__What to work on__: Set the data down once more, exactly as it is written.

__Extracted information__:

[Start of section]

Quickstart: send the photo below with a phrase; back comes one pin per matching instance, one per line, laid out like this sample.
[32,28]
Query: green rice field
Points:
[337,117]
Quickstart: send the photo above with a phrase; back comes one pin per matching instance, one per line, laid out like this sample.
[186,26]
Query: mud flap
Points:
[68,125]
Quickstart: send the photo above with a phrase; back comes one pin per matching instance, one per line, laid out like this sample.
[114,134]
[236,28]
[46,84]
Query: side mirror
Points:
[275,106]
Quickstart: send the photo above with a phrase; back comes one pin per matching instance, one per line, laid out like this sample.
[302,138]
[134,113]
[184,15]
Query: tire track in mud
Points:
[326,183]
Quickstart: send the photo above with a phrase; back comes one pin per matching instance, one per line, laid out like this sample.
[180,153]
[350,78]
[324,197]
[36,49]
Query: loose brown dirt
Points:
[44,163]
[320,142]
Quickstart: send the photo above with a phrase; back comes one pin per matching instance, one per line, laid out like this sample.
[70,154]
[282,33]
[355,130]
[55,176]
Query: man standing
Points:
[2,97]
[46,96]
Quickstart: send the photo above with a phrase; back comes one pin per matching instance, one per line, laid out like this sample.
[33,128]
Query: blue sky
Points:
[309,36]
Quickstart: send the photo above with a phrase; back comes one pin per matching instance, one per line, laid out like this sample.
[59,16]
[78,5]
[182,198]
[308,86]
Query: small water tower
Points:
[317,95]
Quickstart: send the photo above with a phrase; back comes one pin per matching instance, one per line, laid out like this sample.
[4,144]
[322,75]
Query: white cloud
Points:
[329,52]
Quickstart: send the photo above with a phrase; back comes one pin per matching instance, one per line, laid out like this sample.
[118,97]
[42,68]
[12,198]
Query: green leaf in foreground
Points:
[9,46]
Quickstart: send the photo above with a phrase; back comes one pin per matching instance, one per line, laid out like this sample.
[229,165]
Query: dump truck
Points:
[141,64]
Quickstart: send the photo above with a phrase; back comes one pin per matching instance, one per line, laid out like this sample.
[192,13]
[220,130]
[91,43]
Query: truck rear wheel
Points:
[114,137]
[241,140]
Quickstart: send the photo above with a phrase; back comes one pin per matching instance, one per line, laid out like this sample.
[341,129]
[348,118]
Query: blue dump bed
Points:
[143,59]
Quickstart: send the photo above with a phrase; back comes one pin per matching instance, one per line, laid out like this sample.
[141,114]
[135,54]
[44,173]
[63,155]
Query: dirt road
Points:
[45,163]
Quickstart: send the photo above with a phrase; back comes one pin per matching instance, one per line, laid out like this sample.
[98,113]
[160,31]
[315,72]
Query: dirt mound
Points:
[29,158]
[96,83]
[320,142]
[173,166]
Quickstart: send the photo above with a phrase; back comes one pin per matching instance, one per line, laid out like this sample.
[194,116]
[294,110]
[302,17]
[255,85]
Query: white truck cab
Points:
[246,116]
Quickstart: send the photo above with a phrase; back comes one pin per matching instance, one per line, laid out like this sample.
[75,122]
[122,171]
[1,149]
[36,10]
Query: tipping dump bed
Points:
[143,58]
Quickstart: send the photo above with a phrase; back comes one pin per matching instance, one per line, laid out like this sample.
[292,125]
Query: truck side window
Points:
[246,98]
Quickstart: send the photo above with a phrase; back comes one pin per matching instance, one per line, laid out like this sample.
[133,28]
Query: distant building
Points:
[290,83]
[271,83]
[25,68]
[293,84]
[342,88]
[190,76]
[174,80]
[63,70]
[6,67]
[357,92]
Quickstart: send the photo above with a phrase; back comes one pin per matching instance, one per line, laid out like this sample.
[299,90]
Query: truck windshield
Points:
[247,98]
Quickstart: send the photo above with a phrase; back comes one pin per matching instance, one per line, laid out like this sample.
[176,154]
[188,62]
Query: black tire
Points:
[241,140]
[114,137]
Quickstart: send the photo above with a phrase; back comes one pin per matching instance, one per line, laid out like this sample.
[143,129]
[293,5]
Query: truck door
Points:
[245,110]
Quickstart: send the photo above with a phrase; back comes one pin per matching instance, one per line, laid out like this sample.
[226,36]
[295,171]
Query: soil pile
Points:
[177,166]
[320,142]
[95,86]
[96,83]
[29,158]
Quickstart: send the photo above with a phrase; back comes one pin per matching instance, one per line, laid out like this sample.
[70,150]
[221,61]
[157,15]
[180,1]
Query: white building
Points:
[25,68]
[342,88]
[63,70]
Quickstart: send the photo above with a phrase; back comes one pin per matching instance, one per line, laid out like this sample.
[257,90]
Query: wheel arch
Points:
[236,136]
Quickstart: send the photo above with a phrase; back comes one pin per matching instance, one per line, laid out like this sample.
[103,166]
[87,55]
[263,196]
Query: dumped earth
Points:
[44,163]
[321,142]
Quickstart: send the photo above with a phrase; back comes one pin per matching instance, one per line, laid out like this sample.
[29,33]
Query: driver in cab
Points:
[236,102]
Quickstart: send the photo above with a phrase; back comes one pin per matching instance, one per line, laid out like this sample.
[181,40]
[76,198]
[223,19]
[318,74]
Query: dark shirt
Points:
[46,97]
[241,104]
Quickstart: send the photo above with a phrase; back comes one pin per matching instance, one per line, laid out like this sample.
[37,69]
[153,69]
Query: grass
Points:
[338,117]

[End of section]

__Result of this task__:
Quickstart: send the photo below with a phrase; back comes one pin per matching instance, one per line, laid out like this sample.
[32,28]
Query: green rice field
Points:
[337,117]
Quickstart: send the photo above with a phrase; back comes one pin per matching instance, one per line, laid out like this sample.
[186,26]
Query: mud flap
Points:
[68,125]
Quickstart: send the photo above with a phrase; back comes one pin per matching instance, one per line, laid out like this sample.
[114,134]
[236,28]
[46,84]
Query: side mirror
Points:
[275,106]
Quickstart: send the photo above with a phrase; back comes one pin per matching instance, one per line, laid out like this sample.
[302,138]
[134,113]
[184,15]
Query: tire track in mud
Points:
[326,183]
Quickstart: send the photo above with a phrase; back comes one pin per matching instance, one per line, laid out like this sample.
[180,153]
[350,78]
[324,197]
[36,49]
Query: loose brown dirt
Points:
[44,163]
[320,142]
Quickstart: send the photo above with a phrase; back comes one pin per matching instance, one per line, laid out like this sample.
[70,154]
[282,33]
[355,130]
[55,176]
Query: man standing
Points:
[2,97]
[46,96]
Quickstart: send the photo above with a phrase; back comes one pin per matching instance, one per line, laid out like this sample.
[33,128]
Query: blue sky
Points:
[309,36]
Quickstart: send the photo above with a phrase; back comes one pin per matching instance, one per line, laid out like this sample.
[59,16]
[78,5]
[182,198]
[308,86]
Query: small water tower
Points:
[317,95]
Quickstart: send the photo above with a phrase; back comes one pin per matching instance, one per line, laid out like this sample.
[4,144]
[322,75]
Query: white cloud
Points:
[329,52]
Quickstart: send the photo above with a phrase; back comes one pin per matching instance, one per line, laid out like this sample.
[118,97]
[42,68]
[12,198]
Query: green leaf in foreground
Points:
[9,46]
Quickstart: send the photo above with a phrase; back comes one pin per matching instance, one per line, laid out like this sample.
[229,165]
Query: dump truck
Points:
[141,64]
Quickstart: send the photo above with a phrase; back comes one pin per matching instance, one per line, laid out like this sample.
[192,13]
[220,130]
[91,43]
Query: truck rear wheel
Points:
[114,137]
[241,140]
Quickstart: send the photo above with a phrase; back comes one pin per matching instance, one per line, laid out like this sample.
[341,129]
[348,118]
Query: blue dump bed
Points:
[143,59]
Quickstart: send the photo above with a phrase; back comes one pin per matching instance, one per line, laid out like this sample.
[141,114]
[135,54]
[44,173]
[63,155]
Query: dirt road
Points:
[45,163]
Quickstart: send the photo above with a phrase; back comes one pin per matching instance, one per line, laid out like this sample.
[98,113]
[160,31]
[315,72]
Query: dirt mound
Points:
[29,158]
[96,83]
[320,142]
[173,166]
Quickstart: send the photo above with a phrase; back comes one pin per matching instance, one per line, laid out like this sample.
[194,116]
[294,110]
[302,17]
[255,85]
Query: white truck cab
Points:
[246,116]
Quickstart: send the photo above with a phrase; back comes one pin per matching instance, one per line, laid out like this sample.
[75,122]
[122,171]
[1,149]
[36,10]
Query: tipping dump bed
Points:
[143,58]
Quickstart: send the photo above with a phrase; back comes one pin per matching instance, one per line, laid out like this sample.
[292,125]
Query: truck side window
Points:
[246,98]
Quickstart: send the photo above with a phrase; back comes one pin per matching instance, one per line, laid out like this sample.
[133,28]
Query: distant building
Points:
[290,83]
[271,83]
[25,68]
[293,84]
[342,88]
[190,76]
[174,80]
[63,70]
[6,67]
[357,92]
Quickstart: send the photo above with a phrase; back comes one pin per matching instance, one per line, laid out like this sample.
[299,90]
Query: truck windshield
Points:
[247,98]
Quickstart: send the photo above with a phrase; back comes one pin per matching instance, one per line, laid out like this sample.
[176,154]
[188,62]
Query: black tire
Points:
[241,140]
[114,137]
Quickstart: send the photo above with a phrase; back comes one pin per matching instance, one per line, laid out like this sample.
[143,129]
[293,5]
Query: truck door
Points:
[245,110]
Quickstart: send the photo above with a phrase; back comes one pin per matching instance, one per line, laid out like this sample.
[226,36]
[295,171]
Query: soil pile
Points:
[177,166]
[320,142]
[95,86]
[96,83]
[29,158]
Quickstart: send the photo above with a phrase; back comes one pin per matching instance, one per line, laid out like this sample.
[70,150]
[221,61]
[157,15]
[180,1]
Query: white building
Points:
[25,68]
[342,88]
[63,70]
Quickstart: send the photo above with a phrase; back comes one pin per matching instance, one per line, laid out like this sample.
[257,90]
Query: wheel arch
Points:
[236,136]
Quickstart: send the photo above with a phrase; back comes one pin per matching instance, one per line, laid out like this sample.
[103,166]
[87,55]
[263,196]
Query: dumped earth
Points:
[44,163]
[321,142]
Quickstart: send the photo above with a phrase; back comes one pin per matching instance, one per line, laid out like this sample.
[29,33]
Query: driver in cab
Points:
[236,102]
Quickstart: send the photo above with a phrase; back comes one pin per matching instance, one per line, laid out like this sample.
[181,40]
[76,198]
[223,19]
[318,74]
Query: dark shirt
Points:
[46,97]
[241,104]
Quickstart: send the photo above with a phrase; back comes one pin per matching instance, one per line, laid out like this sample.
[37,69]
[153,69]
Query: grass
Points:
[338,117]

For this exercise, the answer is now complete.